A word-for-word reproduction of the listing is required.

◆ ◆ ◆ ◆

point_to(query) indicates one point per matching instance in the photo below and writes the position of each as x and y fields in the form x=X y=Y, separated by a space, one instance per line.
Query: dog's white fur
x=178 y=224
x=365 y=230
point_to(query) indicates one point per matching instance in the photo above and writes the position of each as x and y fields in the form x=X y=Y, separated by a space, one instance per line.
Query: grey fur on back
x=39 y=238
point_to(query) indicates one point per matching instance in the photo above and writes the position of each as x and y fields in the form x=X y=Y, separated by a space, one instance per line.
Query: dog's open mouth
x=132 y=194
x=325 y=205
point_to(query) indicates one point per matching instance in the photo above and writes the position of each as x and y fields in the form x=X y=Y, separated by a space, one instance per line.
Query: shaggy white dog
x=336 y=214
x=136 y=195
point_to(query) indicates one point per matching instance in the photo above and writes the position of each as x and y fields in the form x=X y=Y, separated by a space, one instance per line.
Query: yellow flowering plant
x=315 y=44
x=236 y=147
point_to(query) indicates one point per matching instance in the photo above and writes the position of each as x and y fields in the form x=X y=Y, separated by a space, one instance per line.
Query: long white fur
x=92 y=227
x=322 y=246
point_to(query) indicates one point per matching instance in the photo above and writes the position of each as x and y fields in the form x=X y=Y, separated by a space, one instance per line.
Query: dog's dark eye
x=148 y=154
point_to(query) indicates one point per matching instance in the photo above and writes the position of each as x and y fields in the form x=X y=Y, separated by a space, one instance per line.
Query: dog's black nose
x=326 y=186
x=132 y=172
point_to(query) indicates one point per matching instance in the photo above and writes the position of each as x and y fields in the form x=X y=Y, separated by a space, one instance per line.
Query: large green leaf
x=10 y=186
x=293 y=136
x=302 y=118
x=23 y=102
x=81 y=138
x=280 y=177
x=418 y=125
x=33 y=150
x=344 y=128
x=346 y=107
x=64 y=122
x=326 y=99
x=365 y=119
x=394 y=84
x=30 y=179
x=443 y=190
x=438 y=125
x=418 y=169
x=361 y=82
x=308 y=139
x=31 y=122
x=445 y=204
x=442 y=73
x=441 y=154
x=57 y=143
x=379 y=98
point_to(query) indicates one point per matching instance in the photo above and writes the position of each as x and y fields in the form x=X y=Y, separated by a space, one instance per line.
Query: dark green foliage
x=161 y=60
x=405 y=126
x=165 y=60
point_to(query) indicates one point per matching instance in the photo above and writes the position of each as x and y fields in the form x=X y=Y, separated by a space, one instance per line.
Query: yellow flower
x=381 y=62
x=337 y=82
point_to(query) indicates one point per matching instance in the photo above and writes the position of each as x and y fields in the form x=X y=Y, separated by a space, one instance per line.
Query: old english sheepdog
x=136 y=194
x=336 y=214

◆ ◆ ◆ ◆

- _Task answer_:
point_to(query) indicates one point per matching instance in the photo below and writes the position of each as x and y fields in the form x=X y=Y, separated by a space, one instance per line.
Query: dog's white fur
x=178 y=224
x=365 y=230
point_to(query) indicates one point per matching instance in the photo above and writes the position of each as x and y fields in the form x=X y=Y, separated by a space, one instance per line.
Query: grey fur on back
x=39 y=238
point_to(query) indicates one point per matching instance in the photo above and writes the position of each as x and y fields in the form x=X y=Y, separated by a space, one instance per line.
Query: dog's open mouth
x=132 y=194
x=325 y=205
point_to(query) indicates one point per matching instance in the photo above and writes the position of each as x and y fields in the form x=X y=Y, separated by a space, one instance per line.
Query: shaggy white dog
x=336 y=214
x=136 y=195
point_to(query) indicates one point per matching instance in the photo above and writes the position of each as x and y fields in the form x=X y=Y, separated by a space, one instance per line.
Query: yellow flowering plant
x=315 y=44
x=236 y=147
point_to(query) indicates one point per matching instance in the photo above and writes the position of each as x and y fields in the form x=X y=Y, separated by a space, one instance per line.
Query: long white fur
x=92 y=227
x=322 y=246
point_to(query) indicates one point per matching instance in the photo above and writes the position of each as x and y fields in the form x=X y=Y, separated by a space, one instance per line.
Query: dog's dark eye
x=148 y=154
point_to(query) indicates one point per matching instance in the photo above and writes the position of each as x and y fields in the form x=X y=Y, separated by a space, one instance per line.
Query: dog's black nose
x=326 y=186
x=132 y=172
point_to(query) indicates one point per matching instance in the photo above and writes the position of each as x and y fields in the form x=X y=Y, separated by a space, one instance per line.
Query: large green leaf
x=10 y=186
x=293 y=136
x=302 y=118
x=23 y=102
x=81 y=138
x=280 y=177
x=418 y=125
x=33 y=150
x=344 y=128
x=346 y=107
x=64 y=122
x=326 y=99
x=365 y=119
x=394 y=84
x=30 y=179
x=443 y=190
x=438 y=125
x=418 y=169
x=361 y=82
x=308 y=139
x=31 y=122
x=445 y=204
x=442 y=73
x=441 y=154
x=57 y=143
x=379 y=98
point_to(query) indicates one point per matching instance in the photo above and writes the position of each as x and y fields in the form x=X y=Y, separated by a space, one instance per line.
Query: dark green foliage
x=161 y=60
x=405 y=126
x=165 y=60
point_to(query) indicates one point per matching instance in the photo above and writes the position of each as x and y fields in the form x=X y=Y, separated by a space, one instance per line.
Query: yellow flower
x=381 y=62
x=337 y=82
point_to(query) indicates one point per matching instance in the photo above and writes the position of each as x and y fields in the form x=X y=Y, separated by a space, one instance per line.
Query: old english sheepdog
x=136 y=194
x=336 y=214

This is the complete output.